▶ **What you will do**
Which lines of the material below contain the word "white"? Copy each such line, treating uppercase and lowercase as different.

[Image outline annotation entries]
--- Start ---

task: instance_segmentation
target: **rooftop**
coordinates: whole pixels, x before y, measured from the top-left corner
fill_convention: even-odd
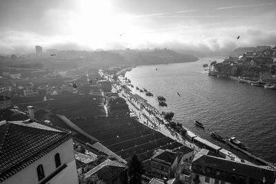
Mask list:
[[[72,137],[66,132],[32,121],[0,123],[0,182]]]
[[[201,167],[208,167],[219,171],[226,172],[237,175],[243,175],[257,180],[263,180],[264,178],[269,182],[275,182],[275,172],[259,167],[255,165],[236,162],[210,155],[198,153],[195,156],[193,165],[200,165]],[[193,170],[194,168],[193,167]],[[195,171],[195,170],[194,170]],[[196,171],[199,171],[196,169]]]
[[[157,151],[151,157],[152,159],[164,161],[166,163],[172,164],[177,158],[177,153],[169,150],[157,150]]]

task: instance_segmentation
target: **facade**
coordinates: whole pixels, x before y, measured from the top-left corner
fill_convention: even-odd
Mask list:
[[[151,174],[158,178],[175,178],[179,163],[193,159],[193,150],[187,147],[186,152],[170,150],[157,150],[150,159]]]
[[[127,167],[125,163],[107,159],[84,174],[81,178],[81,183],[88,183],[93,176],[97,176],[105,183],[127,184]]]
[[[37,54],[42,53],[42,47],[39,45],[35,45],[35,52],[37,53]]]
[[[0,183],[78,183],[71,132],[30,119],[1,121]]]
[[[0,110],[12,108],[12,101],[10,97],[0,95]]]
[[[275,174],[275,171],[264,167],[224,159],[200,152],[192,163],[191,183],[273,184],[276,182]]]

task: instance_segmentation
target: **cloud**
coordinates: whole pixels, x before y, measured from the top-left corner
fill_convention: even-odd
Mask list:
[[[256,6],[264,6],[273,5],[274,3],[262,3],[262,4],[252,4],[252,5],[240,5],[240,6],[224,6],[219,7],[216,10],[226,10],[226,9],[233,9],[233,8],[249,8],[249,7],[256,7]]]
[[[144,18],[144,17],[155,17],[156,16],[163,16],[166,14],[181,14],[181,13],[186,13],[186,12],[193,12],[199,11],[199,10],[182,10],[182,11],[177,11],[172,12],[161,12],[161,13],[153,13],[153,14],[144,14],[141,15],[137,15],[133,17],[133,18]]]

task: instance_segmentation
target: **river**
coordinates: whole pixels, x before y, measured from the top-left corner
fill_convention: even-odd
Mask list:
[[[175,118],[192,132],[235,153],[210,133],[235,136],[256,156],[276,163],[276,91],[208,76],[202,65],[215,60],[223,61],[203,58],[195,62],[141,65],[127,72],[126,77],[154,96],[146,96],[135,88],[134,93],[160,112],[174,112]],[[167,108],[159,106],[157,95],[166,99]],[[202,122],[205,130],[195,126],[194,119]]]

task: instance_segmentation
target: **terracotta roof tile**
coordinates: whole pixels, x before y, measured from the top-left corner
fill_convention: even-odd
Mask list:
[[[6,122],[0,125],[0,182],[22,170],[71,137],[70,132],[32,122]]]

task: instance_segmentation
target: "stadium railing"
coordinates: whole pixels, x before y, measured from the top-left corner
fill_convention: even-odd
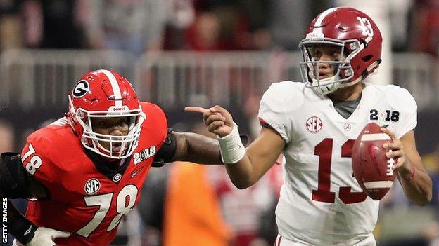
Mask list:
[[[395,84],[420,109],[439,104],[437,61],[422,53],[393,54]],[[188,104],[238,106],[274,81],[301,81],[301,54],[268,52],[161,52],[136,57],[117,50],[17,50],[0,57],[0,107],[67,104],[84,72],[113,69],[130,80],[141,100],[165,108]]]

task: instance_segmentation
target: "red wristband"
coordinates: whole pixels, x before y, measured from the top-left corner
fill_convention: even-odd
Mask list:
[[[408,182],[409,181],[413,179],[413,177],[414,177],[414,174],[416,173],[416,168],[414,167],[414,165],[412,164],[412,171],[410,172],[410,177],[409,177],[407,179],[402,179],[402,180],[404,182]]]

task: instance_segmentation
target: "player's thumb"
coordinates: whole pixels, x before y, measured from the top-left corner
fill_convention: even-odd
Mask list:
[[[56,231],[53,229],[49,229],[49,230],[51,230],[49,233],[51,235],[52,238],[68,238],[71,235],[70,233],[67,232],[67,231]]]

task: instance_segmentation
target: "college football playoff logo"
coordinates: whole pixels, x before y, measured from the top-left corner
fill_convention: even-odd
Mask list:
[[[99,191],[101,189],[101,182],[97,179],[90,179],[85,183],[84,190],[89,195],[93,195]]]
[[[89,92],[89,82],[79,81],[73,88],[73,97],[76,98],[84,97]]]

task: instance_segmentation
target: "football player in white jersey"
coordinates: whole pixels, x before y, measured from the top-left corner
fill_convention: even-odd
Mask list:
[[[376,245],[372,231],[378,201],[352,177],[351,151],[369,122],[393,144],[396,175],[407,197],[423,205],[431,199],[431,179],[416,150],[416,104],[399,86],[363,80],[381,62],[381,35],[374,21],[351,8],[319,15],[301,41],[303,83],[274,83],[259,111],[259,137],[245,149],[230,114],[220,106],[187,107],[202,112],[218,135],[222,158],[234,184],[255,184],[282,152],[284,184],[276,210],[276,245]],[[397,226],[397,225],[395,225]]]

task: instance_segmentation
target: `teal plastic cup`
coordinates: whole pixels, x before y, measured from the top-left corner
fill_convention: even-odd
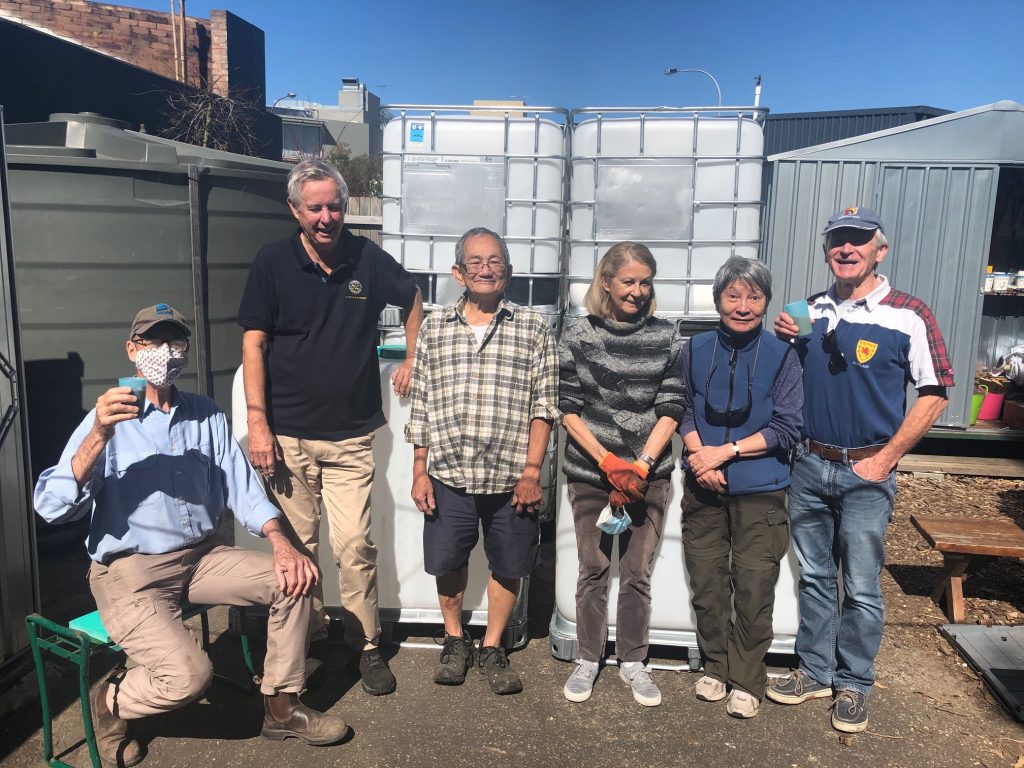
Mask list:
[[[131,393],[135,395],[138,406],[138,418],[142,418],[142,407],[145,404],[145,379],[141,376],[122,376],[118,379],[119,387],[131,387]]]
[[[782,311],[793,317],[793,322],[800,329],[797,336],[811,335],[811,308],[807,304],[807,299],[791,301],[782,307]]]

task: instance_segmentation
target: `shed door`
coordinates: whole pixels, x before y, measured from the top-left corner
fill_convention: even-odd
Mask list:
[[[0,106],[0,665],[28,647],[25,616],[38,607],[4,146]]]
[[[935,314],[956,386],[939,425],[966,427],[998,166],[883,165],[874,204],[892,247],[882,273]]]

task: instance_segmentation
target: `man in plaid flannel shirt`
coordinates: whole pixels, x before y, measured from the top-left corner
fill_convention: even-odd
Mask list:
[[[545,319],[504,296],[512,266],[498,234],[466,232],[452,272],[465,294],[423,324],[406,425],[413,501],[424,514],[424,567],[437,580],[444,618],[434,682],[459,685],[475,665],[495,693],[517,693],[522,683],[502,635],[520,580],[537,563],[541,463],[557,418],[558,357]],[[490,578],[487,629],[474,650],[461,616],[481,523]]]
[[[896,463],[942,413],[953,371],[931,310],[877,271],[889,252],[879,215],[846,208],[823,234],[836,282],[808,299],[812,331],[796,340],[804,440],[794,459],[790,520],[800,561],[800,668],[773,681],[767,695],[788,705],[835,696],[833,727],[856,733],[867,727],[882,641]],[[798,328],[782,312],[775,332],[793,338]],[[907,382],[918,390],[909,411]]]

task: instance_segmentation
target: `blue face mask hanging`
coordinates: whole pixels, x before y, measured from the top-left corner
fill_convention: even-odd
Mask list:
[[[605,507],[597,518],[597,527],[608,536],[618,536],[633,524],[625,507]]]

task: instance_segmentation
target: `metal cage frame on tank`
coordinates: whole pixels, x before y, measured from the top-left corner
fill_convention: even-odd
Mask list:
[[[715,321],[717,313],[711,301],[711,288],[718,266],[729,256],[757,258],[759,255],[762,243],[761,218],[765,206],[761,179],[765,161],[764,124],[767,115],[768,109],[763,106],[584,106],[572,110],[569,113],[571,153],[568,163],[569,226],[565,258],[566,312],[586,312],[583,308],[583,294],[593,278],[600,257],[612,244],[634,240],[648,246],[658,261],[658,275],[655,280],[655,286],[659,289],[657,314],[697,324]],[[690,134],[689,142],[678,152],[666,152],[666,144],[672,143],[672,137],[667,134],[678,127],[686,127],[680,121],[690,122],[690,129],[681,132],[684,136]],[[714,143],[718,137],[709,136],[706,139],[701,128],[711,125],[721,133],[720,127],[723,124],[735,126],[733,151],[708,151],[706,144]],[[757,131],[752,134],[748,129],[753,126],[757,126]],[[633,131],[629,136],[623,135],[627,128]],[[587,132],[593,135],[583,135]],[[755,151],[745,152],[743,144],[752,139]],[[633,142],[635,151],[621,151],[623,143],[629,141]],[[610,230],[602,232],[599,221],[602,170],[610,173],[610,169],[616,165],[639,168],[671,161],[682,161],[681,168],[691,166],[688,173],[682,171],[688,179],[684,179],[684,183],[674,189],[682,197],[682,201],[676,201],[677,208],[688,208],[684,213],[686,220],[677,222],[681,223],[678,227],[679,236],[665,237],[664,232],[655,231],[655,237],[650,237],[642,230],[627,228],[620,230],[617,236]],[[701,197],[707,193],[703,187],[711,185],[705,179],[710,181],[712,172],[716,179],[723,177],[723,164],[731,165],[731,197],[728,189],[721,196]],[[715,168],[716,165],[720,167]],[[688,187],[681,188],[687,183]],[[583,189],[583,186],[588,188]],[[652,195],[658,191],[655,187],[648,188],[653,189]],[[756,196],[741,195],[755,188]],[[642,198],[634,198],[633,201],[637,206],[634,211],[636,218],[642,219],[644,212],[640,208],[647,201]],[[622,206],[618,208],[623,210]],[[724,237],[718,232],[709,233],[705,222],[717,224],[723,218],[717,212],[722,210],[731,213],[728,216],[728,231]],[[628,207],[625,213],[630,213]],[[647,215],[651,216],[650,213]],[[658,226],[664,229],[670,226],[665,222],[671,222],[671,218],[658,216],[657,221]],[[741,237],[743,234],[750,237]],[[678,259],[668,258],[674,251],[683,251],[685,254],[685,263],[681,269],[676,263]],[[701,260],[702,254],[698,253],[701,251],[718,255]],[[698,268],[695,273],[695,267],[699,266],[697,262],[703,261],[707,261],[703,268]]]
[[[455,245],[470,226],[486,225],[502,234],[509,247],[513,266],[509,297],[541,311],[557,330],[564,306],[568,111],[519,104],[387,104],[381,109],[394,114],[384,128],[381,242],[417,276],[426,309],[454,301]],[[488,130],[482,141],[439,136],[445,128],[465,131],[477,125]],[[400,126],[398,141],[392,126]],[[552,128],[558,133],[551,134]],[[557,151],[552,151],[553,144]],[[493,176],[501,176],[500,217],[453,225],[458,217],[446,215],[417,229],[411,223],[408,174],[420,170],[414,166],[429,169],[431,165],[454,174],[460,164],[465,171],[475,170],[470,165],[482,169],[477,173],[487,173],[484,166],[489,166]]]

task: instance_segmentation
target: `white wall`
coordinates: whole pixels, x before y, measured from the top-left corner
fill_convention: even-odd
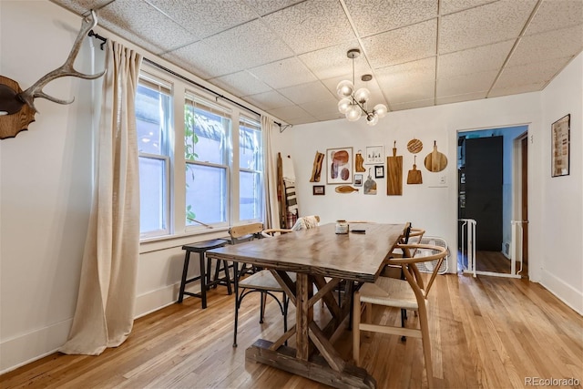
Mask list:
[[[538,254],[540,283],[579,312],[583,312],[582,95],[583,55],[579,55],[542,92],[544,165],[538,172],[541,186],[534,188],[543,197],[542,237],[548,242]],[[570,174],[551,178],[551,124],[567,114],[571,115]]]
[[[47,1],[0,1],[0,74],[28,87],[63,63],[80,25],[78,16]],[[35,31],[22,26],[35,26]],[[101,33],[123,41],[107,31]],[[79,70],[86,72],[90,71],[90,41],[86,42],[77,61]],[[98,50],[98,42],[96,45]],[[159,62],[187,74],[161,59]],[[529,144],[529,200],[533,210],[530,275],[549,285],[568,303],[577,305],[577,299],[581,301],[582,282],[572,270],[578,264],[576,269],[581,273],[581,56],[543,94],[391,113],[372,128],[363,121],[345,120],[293,127],[276,134],[276,149],[294,159],[302,213],[317,213],[323,222],[339,218],[411,220],[425,227],[429,234],[455,241],[456,131],[529,124],[533,136]],[[573,80],[578,91],[571,85]],[[0,372],[50,353],[66,339],[77,302],[90,210],[91,127],[95,119],[92,85],[98,86],[98,82],[70,77],[52,82],[46,92],[64,98],[75,96],[76,101],[60,106],[36,99],[40,114],[30,130],[0,141]],[[561,104],[559,100],[563,99],[565,103]],[[544,105],[551,108],[547,110]],[[572,114],[572,172],[568,178],[551,179],[548,133],[550,123],[563,115],[563,107]],[[414,137],[424,144],[422,158],[417,160],[420,169],[433,140],[447,155],[448,167],[443,172],[445,186],[438,184],[442,173],[424,169],[424,184],[404,185],[401,197],[387,197],[384,179],[377,180],[376,196],[340,195],[332,186],[327,186],[326,196],[312,196],[308,180],[316,150],[353,147],[357,151],[382,144],[388,155],[393,140],[396,140],[406,175],[413,157],[405,145]],[[577,154],[578,157],[575,157]],[[570,208],[563,200],[569,192],[572,194],[568,200],[578,201]],[[557,204],[559,214],[551,212],[551,206]],[[569,221],[571,230],[565,234],[556,232],[564,230],[559,228],[566,225],[566,220],[575,219],[566,216],[573,214],[578,220]],[[215,235],[220,234],[224,231]],[[549,237],[559,243],[559,249],[543,244]],[[183,259],[180,247],[200,239],[180,237],[142,245],[137,315],[176,300]],[[557,252],[562,254],[558,259]],[[557,261],[562,269],[556,266]]]
[[[23,89],[68,56],[81,20],[59,10],[0,3],[0,73]],[[90,72],[87,45],[78,59]],[[0,371],[55,350],[68,333],[91,200],[91,84],[49,83],[46,93],[75,103],[37,98],[29,130],[0,140]]]

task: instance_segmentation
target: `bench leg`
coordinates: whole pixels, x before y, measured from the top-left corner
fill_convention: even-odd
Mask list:
[[[184,289],[186,288],[186,277],[189,273],[189,262],[190,261],[190,251],[186,251],[184,256],[184,267],[182,268],[182,280],[180,281],[180,292],[179,292],[178,302],[182,302],[184,299]]]

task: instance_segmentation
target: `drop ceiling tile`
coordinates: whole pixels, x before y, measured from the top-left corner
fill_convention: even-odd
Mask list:
[[[347,41],[340,45],[302,54],[298,56],[298,58],[318,78],[345,77],[345,75],[350,74],[350,78],[352,79],[353,60],[346,56],[348,50],[352,48],[361,48],[357,40]],[[370,67],[363,60],[362,54],[358,58],[354,59],[354,67],[356,74],[363,74],[363,71],[371,72]]]
[[[246,3],[249,4],[258,15],[264,15],[302,1],[303,0],[246,0]]]
[[[518,95],[521,93],[538,92],[545,87],[545,83],[518,85],[508,87],[495,88],[488,94],[488,98],[500,97],[502,96]]]
[[[143,2],[113,2],[99,10],[99,17],[107,20],[100,23],[120,36],[134,35],[147,43],[154,54],[166,51],[167,47],[179,47],[194,37],[166,16]]]
[[[439,53],[517,38],[537,0],[500,0],[441,18]]]
[[[256,107],[265,111],[293,105],[292,101],[290,101],[288,98],[285,98],[275,90],[258,93],[257,95],[252,96],[246,96],[244,98],[246,101],[254,104]]]
[[[583,24],[581,0],[544,1],[528,25],[526,35]]]
[[[305,84],[317,79],[296,57],[261,65],[249,71],[274,89]]]
[[[192,62],[205,74],[220,77],[291,55],[292,51],[261,20],[253,20],[164,56]]]
[[[239,1],[147,0],[196,37],[201,39],[257,18],[257,13]]]
[[[493,0],[441,0],[439,3],[439,13],[441,15],[452,14],[464,9],[474,8]]]
[[[302,118],[310,118],[313,120],[313,116],[310,115],[304,109],[298,106],[282,107],[281,108],[270,109],[271,115],[276,118],[281,118],[283,120],[291,123],[294,119],[301,120]]]
[[[296,54],[354,40],[337,0],[306,1],[263,16]]]
[[[583,25],[523,36],[508,61],[508,67],[576,56],[583,49]]]
[[[374,74],[383,90],[406,87],[417,82],[434,82],[435,57],[407,62],[377,69]]]
[[[433,107],[435,105],[435,100],[433,98],[429,98],[426,100],[417,100],[417,101],[407,101],[405,103],[394,104],[391,106],[391,109],[393,111],[401,111],[404,109],[414,109],[414,108],[424,108],[425,107]],[[422,161],[417,161],[417,166],[420,166]]]
[[[384,91],[392,109],[395,104],[433,99],[435,93],[435,83],[428,81],[412,82]]]
[[[514,43],[514,40],[507,40],[439,56],[437,78],[499,69],[508,56]]]
[[[475,92],[486,93],[490,89],[497,70],[474,73],[471,75],[458,76],[449,78],[440,78],[437,80],[436,97],[445,96],[466,95]]]
[[[346,116],[341,114],[340,112],[338,112],[338,110],[336,110],[336,112],[329,113],[329,114],[320,113],[318,115],[314,115],[314,118],[316,118],[320,121],[328,121],[328,120],[337,120],[339,118],[346,118]]]
[[[373,69],[435,55],[436,19],[363,39]]]
[[[335,98],[330,97],[325,100],[312,101],[310,103],[300,104],[300,107],[314,117],[328,115],[334,116],[340,115],[341,118],[344,118],[344,115],[338,111],[338,102]]]
[[[435,0],[346,0],[345,3],[360,37],[437,16]]]
[[[98,10],[102,6],[109,4],[111,0],[51,0],[70,11],[78,15],[88,15],[91,9]],[[97,11],[97,19],[99,18]]]
[[[246,71],[237,72],[209,80],[235,96],[250,96],[271,90],[261,80]]]
[[[502,71],[494,88],[500,89],[538,83],[544,85],[550,81],[570,59],[570,57],[554,58],[517,67],[506,67]]]
[[[320,81],[296,85],[280,88],[281,95],[289,98],[293,104],[303,104],[310,101],[334,99],[335,97]]]
[[[464,95],[444,96],[435,98],[435,105],[461,103],[463,101],[479,100],[486,98],[486,91],[466,93]]]

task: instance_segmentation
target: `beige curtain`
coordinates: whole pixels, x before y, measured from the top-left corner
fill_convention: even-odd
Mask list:
[[[107,41],[97,171],[77,310],[65,353],[97,355],[134,322],[139,255],[139,172],[134,99],[141,56]]]
[[[273,152],[271,136],[273,120],[261,116],[261,134],[265,154],[265,224],[266,228],[279,228],[280,215],[277,202],[277,155]]]

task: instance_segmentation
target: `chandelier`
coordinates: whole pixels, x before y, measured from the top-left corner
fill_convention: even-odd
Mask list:
[[[352,48],[346,53],[346,56],[353,60],[353,81],[343,80],[338,83],[336,93],[341,100],[338,102],[338,110],[346,115],[349,121],[356,121],[364,114],[366,124],[374,126],[378,123],[379,118],[386,115],[387,108],[384,104],[377,104],[372,110],[368,110],[367,102],[371,96],[371,92],[361,87],[354,91],[354,58],[361,55],[358,48]],[[363,75],[361,80],[366,82],[373,79],[371,75]]]

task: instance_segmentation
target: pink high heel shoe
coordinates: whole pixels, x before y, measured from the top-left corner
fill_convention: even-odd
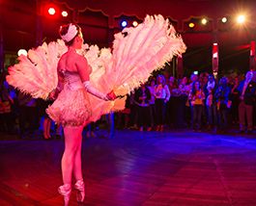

--- End ---

▶ **Output**
target: "football player in white jersey"
target: `white wall`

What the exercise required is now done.